College Football Hall of Fame Damaged During George Floyd Protests in Atlanta


Protests over the death of George Floyd, who was suffocated by former Minneapolis police officer Derek Chauvin (who is now facing third-degree murder charges) earlier this week, continued Friday with massive demonstrations in Atlanta, New York, Houston and elsewhere. The chaos in Atlanta Friday night included the destruction of buildings and widespread looting with the College Football Hall of Fame among several area businesses in the line of fire.

“There has been looting at the College Football Hall of Fame,” Sargent John Chafee of the Atlanta PD confirmed in a statement Saturday morning. “We are grateful for the assistance being provided by multiple local and state law enforcement partners as we work to minimize the damage being caused by these individuals and to restore order in our city." The Hall of Fame, which moved from its South Bend, Indiana location to a new $68.5-million facility in downtown Atlanta six years ago, was among many local landmarks damaged with CNN headquarters also vandalized during Friday night’s protests.

★ ★ ★ ★ ★

- Problem
According to the Hall of Fame article, what city did the College Football Hall of Fame move from before opening in downtown Atlanta? The listing that comes next is from a separate source, unrelated to the article.

(Location identification entries)
★ ★ ★ ★ ★

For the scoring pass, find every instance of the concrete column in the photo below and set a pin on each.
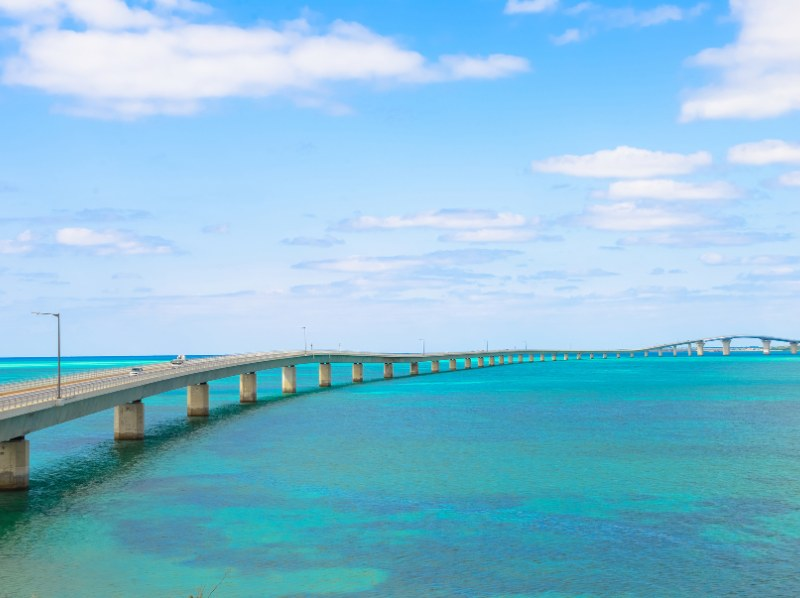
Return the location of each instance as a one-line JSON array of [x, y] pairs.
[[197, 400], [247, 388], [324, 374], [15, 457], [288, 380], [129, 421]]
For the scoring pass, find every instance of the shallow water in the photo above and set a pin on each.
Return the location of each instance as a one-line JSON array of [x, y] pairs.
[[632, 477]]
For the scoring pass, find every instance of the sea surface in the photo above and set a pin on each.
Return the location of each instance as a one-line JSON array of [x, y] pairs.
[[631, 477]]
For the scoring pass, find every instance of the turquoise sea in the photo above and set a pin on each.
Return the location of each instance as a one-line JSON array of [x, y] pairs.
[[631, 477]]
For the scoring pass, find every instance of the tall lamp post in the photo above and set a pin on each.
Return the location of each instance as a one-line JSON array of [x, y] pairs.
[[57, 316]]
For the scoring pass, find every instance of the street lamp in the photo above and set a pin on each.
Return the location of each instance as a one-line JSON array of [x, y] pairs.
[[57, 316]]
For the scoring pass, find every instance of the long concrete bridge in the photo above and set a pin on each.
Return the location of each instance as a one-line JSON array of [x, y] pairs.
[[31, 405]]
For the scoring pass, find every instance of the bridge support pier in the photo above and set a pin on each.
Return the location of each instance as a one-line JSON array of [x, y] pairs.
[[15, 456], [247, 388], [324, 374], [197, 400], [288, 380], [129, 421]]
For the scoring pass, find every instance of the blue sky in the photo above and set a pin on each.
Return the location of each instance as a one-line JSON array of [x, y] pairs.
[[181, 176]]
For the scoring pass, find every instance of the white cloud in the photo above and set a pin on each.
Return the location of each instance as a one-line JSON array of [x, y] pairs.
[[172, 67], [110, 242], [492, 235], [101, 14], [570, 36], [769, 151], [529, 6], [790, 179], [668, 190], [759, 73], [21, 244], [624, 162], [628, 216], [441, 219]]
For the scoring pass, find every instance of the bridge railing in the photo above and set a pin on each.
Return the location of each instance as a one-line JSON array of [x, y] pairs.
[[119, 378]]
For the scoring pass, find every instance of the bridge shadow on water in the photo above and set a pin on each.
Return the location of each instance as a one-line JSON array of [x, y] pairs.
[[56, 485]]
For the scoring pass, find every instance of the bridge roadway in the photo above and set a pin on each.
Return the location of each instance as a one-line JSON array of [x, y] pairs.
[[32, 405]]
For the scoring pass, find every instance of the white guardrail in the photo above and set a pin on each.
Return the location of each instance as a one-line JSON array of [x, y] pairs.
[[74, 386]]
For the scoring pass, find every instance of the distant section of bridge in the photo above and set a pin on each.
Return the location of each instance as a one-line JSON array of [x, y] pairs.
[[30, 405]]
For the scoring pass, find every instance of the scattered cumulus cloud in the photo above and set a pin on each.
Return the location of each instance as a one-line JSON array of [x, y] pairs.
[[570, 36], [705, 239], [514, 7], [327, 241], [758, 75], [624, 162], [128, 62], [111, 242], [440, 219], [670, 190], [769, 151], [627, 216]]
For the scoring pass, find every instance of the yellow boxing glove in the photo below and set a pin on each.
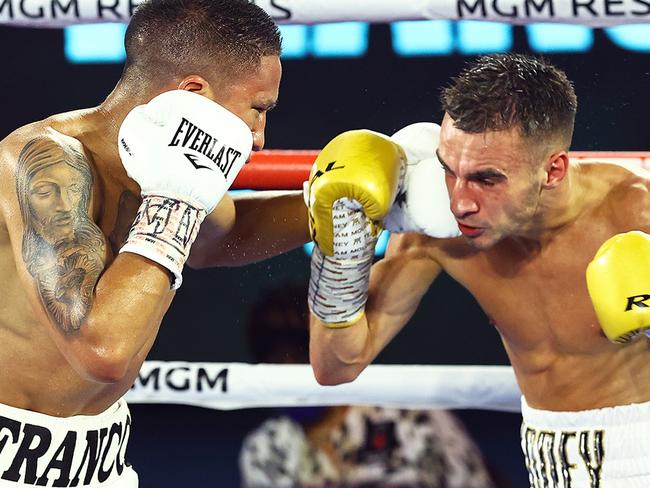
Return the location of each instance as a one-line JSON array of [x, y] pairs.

★ ★ ★ ★ ★

- Completed task
South Bend, Indiana.